- [Activity]
Copy the data exactly from the line that contains "Object query: textured ceiling" through the line that contains "Object query: doorway", keeping both end lines and leaving out everything else.

- [Source data]
**********

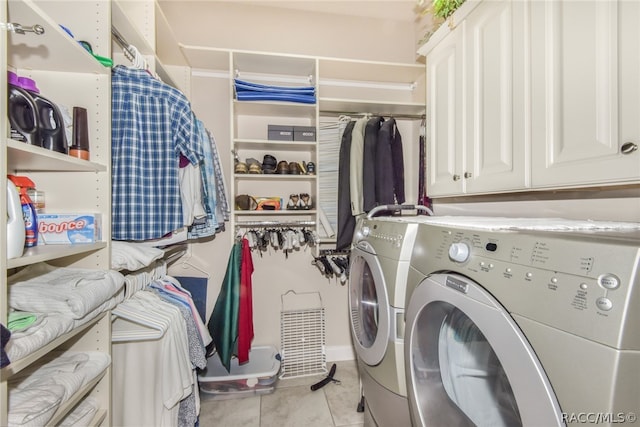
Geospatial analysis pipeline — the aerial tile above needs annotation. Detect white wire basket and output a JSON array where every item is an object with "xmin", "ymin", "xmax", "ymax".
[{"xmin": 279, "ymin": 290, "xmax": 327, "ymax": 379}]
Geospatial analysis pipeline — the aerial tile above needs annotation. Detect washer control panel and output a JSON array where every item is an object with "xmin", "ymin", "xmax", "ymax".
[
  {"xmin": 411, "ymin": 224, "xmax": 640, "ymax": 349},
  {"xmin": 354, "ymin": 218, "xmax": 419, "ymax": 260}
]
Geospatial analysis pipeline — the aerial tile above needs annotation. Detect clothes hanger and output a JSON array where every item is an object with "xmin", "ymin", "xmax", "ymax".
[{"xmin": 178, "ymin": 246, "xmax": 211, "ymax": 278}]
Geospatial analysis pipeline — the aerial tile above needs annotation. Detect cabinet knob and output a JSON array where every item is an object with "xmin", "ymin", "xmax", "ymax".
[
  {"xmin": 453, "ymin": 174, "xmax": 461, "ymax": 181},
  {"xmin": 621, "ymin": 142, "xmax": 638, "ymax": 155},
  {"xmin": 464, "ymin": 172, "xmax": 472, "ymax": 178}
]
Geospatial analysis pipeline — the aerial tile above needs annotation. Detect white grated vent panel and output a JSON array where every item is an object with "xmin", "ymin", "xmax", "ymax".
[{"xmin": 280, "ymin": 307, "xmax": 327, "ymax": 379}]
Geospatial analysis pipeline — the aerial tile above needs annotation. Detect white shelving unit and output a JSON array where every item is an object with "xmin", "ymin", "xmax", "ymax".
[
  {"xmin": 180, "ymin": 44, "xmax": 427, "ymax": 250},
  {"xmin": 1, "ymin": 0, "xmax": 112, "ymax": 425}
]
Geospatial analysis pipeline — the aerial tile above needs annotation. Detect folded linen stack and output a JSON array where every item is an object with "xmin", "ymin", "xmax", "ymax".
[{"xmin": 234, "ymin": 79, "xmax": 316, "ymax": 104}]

**********

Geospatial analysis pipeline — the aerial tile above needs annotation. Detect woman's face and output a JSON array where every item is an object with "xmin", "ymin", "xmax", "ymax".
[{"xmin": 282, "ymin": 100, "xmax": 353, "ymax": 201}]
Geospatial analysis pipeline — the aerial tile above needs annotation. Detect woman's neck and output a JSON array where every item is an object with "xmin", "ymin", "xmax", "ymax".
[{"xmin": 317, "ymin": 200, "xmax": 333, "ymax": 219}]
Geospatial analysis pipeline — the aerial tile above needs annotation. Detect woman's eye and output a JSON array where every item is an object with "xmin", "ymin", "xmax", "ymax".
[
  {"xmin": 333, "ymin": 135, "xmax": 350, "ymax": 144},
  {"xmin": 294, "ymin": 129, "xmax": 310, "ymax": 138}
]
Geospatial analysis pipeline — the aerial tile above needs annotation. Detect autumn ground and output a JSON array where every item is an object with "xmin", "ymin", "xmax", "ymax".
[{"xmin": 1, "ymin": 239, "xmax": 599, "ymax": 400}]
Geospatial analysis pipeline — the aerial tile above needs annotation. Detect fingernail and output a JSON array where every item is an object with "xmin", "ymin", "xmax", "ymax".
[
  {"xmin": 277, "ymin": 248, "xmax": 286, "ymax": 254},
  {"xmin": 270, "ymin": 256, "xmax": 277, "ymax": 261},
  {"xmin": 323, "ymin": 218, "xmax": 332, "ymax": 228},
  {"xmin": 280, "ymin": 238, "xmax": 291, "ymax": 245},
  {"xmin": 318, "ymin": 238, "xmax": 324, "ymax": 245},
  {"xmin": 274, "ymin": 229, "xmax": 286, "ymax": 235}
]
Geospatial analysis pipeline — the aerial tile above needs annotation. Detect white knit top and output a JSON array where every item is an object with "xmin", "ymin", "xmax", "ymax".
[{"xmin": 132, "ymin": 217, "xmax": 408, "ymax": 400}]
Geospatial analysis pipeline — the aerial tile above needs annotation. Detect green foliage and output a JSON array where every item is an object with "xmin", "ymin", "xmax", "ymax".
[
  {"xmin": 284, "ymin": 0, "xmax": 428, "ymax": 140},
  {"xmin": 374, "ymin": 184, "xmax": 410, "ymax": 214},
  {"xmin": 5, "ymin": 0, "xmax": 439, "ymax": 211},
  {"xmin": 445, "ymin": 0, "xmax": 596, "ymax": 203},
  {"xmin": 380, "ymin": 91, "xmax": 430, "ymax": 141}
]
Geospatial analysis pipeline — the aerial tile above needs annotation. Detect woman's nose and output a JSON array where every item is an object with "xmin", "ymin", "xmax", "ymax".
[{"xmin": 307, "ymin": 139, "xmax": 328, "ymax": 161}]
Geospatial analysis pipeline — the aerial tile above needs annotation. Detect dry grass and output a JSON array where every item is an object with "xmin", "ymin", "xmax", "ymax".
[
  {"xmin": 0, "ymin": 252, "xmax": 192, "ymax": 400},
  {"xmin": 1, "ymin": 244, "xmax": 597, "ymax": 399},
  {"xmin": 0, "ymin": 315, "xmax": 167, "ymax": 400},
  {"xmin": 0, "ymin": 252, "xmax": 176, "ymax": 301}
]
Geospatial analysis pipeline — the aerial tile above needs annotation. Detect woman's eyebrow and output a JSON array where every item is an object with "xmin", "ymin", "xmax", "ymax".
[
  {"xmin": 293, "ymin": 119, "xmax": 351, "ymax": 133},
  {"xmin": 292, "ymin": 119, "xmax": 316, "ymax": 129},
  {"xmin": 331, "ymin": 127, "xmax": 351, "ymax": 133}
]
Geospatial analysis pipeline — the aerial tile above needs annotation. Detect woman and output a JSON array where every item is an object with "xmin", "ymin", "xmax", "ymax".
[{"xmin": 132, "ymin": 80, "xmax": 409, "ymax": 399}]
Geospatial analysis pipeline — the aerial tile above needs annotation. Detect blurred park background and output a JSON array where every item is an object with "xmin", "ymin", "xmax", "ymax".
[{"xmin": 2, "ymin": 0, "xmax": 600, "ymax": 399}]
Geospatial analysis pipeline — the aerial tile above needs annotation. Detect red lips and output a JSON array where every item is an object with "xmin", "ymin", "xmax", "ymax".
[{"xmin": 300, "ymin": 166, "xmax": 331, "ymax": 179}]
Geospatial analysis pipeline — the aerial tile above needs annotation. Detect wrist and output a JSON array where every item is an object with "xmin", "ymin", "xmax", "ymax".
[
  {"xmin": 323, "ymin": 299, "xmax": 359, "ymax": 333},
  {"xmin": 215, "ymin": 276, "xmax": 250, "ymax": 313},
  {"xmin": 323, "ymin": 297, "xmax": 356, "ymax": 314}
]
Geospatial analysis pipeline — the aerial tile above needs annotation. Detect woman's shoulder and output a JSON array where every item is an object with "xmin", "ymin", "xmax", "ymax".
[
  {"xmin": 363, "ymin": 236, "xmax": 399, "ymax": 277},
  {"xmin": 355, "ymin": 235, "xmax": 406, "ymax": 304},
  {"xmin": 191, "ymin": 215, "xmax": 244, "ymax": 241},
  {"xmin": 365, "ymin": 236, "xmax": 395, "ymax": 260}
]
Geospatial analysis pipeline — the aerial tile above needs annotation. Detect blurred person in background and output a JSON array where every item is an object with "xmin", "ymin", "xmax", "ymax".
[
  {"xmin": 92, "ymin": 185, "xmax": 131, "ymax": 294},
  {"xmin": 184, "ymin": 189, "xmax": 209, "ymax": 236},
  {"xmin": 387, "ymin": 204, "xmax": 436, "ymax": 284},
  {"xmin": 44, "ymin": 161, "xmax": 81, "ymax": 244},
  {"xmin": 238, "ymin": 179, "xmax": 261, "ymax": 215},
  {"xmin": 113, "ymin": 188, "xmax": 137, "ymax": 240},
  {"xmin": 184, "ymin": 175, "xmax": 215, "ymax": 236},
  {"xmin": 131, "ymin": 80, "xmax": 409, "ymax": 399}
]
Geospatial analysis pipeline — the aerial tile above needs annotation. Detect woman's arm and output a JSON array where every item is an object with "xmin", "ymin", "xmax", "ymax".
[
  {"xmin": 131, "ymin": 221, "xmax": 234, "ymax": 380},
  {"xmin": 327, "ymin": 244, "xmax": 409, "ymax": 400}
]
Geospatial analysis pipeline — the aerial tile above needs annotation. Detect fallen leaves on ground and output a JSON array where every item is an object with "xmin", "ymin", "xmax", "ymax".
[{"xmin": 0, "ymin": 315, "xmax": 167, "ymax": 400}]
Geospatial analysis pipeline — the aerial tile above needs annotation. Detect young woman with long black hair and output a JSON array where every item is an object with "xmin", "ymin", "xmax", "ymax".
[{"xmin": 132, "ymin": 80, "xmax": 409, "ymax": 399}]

**********

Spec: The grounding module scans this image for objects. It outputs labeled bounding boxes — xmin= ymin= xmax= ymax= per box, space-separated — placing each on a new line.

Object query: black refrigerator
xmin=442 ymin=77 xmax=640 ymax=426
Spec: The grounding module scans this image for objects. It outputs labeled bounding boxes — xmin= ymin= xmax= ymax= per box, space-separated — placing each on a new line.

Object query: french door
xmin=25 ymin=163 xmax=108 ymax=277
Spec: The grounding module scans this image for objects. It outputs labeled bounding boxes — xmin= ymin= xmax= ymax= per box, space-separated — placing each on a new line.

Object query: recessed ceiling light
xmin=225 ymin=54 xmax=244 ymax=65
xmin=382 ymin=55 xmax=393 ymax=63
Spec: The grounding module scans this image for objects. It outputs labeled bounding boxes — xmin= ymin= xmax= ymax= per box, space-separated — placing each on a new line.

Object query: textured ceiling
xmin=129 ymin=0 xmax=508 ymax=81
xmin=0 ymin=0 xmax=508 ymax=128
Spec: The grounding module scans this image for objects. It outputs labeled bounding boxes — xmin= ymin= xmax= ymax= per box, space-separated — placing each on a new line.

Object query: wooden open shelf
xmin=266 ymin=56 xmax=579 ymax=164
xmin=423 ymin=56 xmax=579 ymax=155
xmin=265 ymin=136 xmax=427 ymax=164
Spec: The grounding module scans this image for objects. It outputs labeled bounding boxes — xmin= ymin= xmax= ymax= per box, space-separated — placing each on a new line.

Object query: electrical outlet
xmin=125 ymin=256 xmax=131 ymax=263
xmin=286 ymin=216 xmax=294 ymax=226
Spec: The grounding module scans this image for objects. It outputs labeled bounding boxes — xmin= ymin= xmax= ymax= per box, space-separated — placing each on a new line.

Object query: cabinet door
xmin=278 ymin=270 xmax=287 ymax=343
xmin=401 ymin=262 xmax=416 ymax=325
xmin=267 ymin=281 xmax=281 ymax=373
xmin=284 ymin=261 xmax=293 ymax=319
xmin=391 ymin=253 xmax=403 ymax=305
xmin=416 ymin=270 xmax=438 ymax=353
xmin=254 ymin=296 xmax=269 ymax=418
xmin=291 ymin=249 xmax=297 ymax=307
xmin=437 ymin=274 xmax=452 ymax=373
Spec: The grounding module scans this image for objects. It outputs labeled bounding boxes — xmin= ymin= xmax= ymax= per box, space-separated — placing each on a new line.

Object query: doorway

**********

- [Response]
Object query: textured ceiling
xmin=129 ymin=0 xmax=508 ymax=81
xmin=0 ymin=0 xmax=508 ymax=128
Spec: The grounding module scans this image for objects. It outputs labeled bounding boxes — xmin= ymin= xmax= ymax= per box, space-separated — placing each on a new line.

Object query: wooden open shelf
xmin=266 ymin=56 xmax=579 ymax=164
xmin=423 ymin=56 xmax=579 ymax=155
xmin=265 ymin=136 xmax=427 ymax=164
Spec: The grounding module scans this image for objects. It outputs labeled bounding boxes — xmin= ymin= xmax= ymax= per box, space-separated — placing each on a new line.

Object query: electrical outlet
xmin=125 ymin=256 xmax=131 ymax=263
xmin=286 ymin=216 xmax=294 ymax=226
Spec: The grounding module scans this image for objects. It outputs labeled bounding boxes — xmin= ymin= xmax= ymax= per box, space-separated — placing each on a new line.

Object query: cabinet door
xmin=278 ymin=270 xmax=287 ymax=343
xmin=401 ymin=262 xmax=416 ymax=325
xmin=267 ymin=281 xmax=281 ymax=373
xmin=284 ymin=261 xmax=293 ymax=319
xmin=391 ymin=253 xmax=403 ymax=305
xmin=416 ymin=270 xmax=438 ymax=353
xmin=254 ymin=296 xmax=269 ymax=418
xmin=291 ymin=249 xmax=297 ymax=307
xmin=437 ymin=274 xmax=452 ymax=373
Spec: The grounding module scans this image for objects. It outputs labeled bounding boxes — xmin= ymin= xmax= ymax= per box, space-separated — placing each on a new line.

Object query: doorway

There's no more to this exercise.